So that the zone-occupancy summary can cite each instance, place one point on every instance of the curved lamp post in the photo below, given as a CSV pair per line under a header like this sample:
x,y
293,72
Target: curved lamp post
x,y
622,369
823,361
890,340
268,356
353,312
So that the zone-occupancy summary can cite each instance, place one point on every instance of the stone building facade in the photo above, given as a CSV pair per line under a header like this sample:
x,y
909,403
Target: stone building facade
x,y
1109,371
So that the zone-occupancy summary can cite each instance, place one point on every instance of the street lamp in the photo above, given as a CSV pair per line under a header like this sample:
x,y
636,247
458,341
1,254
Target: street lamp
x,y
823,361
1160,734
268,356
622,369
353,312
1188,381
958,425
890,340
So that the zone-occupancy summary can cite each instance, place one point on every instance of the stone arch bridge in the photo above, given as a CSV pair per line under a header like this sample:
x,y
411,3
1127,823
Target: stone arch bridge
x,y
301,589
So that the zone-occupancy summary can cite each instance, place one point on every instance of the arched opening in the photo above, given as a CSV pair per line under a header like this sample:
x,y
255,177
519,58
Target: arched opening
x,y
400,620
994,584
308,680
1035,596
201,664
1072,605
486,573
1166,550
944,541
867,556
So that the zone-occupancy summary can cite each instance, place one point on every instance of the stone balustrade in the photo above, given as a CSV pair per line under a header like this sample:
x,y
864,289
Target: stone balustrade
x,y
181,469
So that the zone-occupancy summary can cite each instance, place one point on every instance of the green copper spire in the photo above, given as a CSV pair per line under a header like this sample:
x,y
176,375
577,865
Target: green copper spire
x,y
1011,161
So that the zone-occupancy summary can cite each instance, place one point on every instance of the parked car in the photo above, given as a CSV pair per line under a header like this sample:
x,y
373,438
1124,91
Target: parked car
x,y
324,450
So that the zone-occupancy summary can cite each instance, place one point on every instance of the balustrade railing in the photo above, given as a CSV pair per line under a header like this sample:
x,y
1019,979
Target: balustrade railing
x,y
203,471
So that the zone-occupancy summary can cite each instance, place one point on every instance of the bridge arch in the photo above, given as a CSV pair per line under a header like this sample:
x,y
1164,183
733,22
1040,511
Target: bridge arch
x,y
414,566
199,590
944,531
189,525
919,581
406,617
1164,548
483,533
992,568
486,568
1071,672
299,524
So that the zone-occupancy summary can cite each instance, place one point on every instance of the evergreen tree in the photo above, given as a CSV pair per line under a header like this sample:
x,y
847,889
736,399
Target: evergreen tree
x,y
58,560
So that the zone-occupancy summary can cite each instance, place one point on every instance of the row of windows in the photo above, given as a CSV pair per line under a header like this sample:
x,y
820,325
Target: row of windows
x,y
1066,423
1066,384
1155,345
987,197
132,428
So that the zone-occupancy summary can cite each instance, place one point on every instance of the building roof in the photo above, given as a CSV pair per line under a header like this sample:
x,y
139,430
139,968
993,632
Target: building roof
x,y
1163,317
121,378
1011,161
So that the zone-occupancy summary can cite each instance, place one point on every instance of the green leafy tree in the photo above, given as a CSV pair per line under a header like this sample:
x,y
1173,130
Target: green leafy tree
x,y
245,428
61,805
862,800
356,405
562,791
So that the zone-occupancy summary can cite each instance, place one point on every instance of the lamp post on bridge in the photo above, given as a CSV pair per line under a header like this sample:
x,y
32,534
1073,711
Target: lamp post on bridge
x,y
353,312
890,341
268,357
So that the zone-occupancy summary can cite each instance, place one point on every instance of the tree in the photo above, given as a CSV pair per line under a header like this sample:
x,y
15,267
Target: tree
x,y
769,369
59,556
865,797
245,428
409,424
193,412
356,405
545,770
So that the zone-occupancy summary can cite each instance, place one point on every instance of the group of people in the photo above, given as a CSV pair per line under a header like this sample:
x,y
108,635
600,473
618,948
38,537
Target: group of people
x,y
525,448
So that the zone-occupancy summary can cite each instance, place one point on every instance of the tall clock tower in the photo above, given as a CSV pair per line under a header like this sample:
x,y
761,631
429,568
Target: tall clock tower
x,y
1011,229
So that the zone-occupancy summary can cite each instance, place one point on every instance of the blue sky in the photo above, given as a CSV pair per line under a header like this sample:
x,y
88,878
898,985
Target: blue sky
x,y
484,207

**Exercise task**
Repeat, without any change, everything in the rows above from the line containing "of the blue" down through the end of the rows.

**Result of this exercise**
So that the zone-occupancy summary can cite each instance, place one point on every instance of the blue sky in the photo above, given as a CSV pair per line under a header like this sample:
x,y
88,878
898,985
Target: blue sky
x,y
484,207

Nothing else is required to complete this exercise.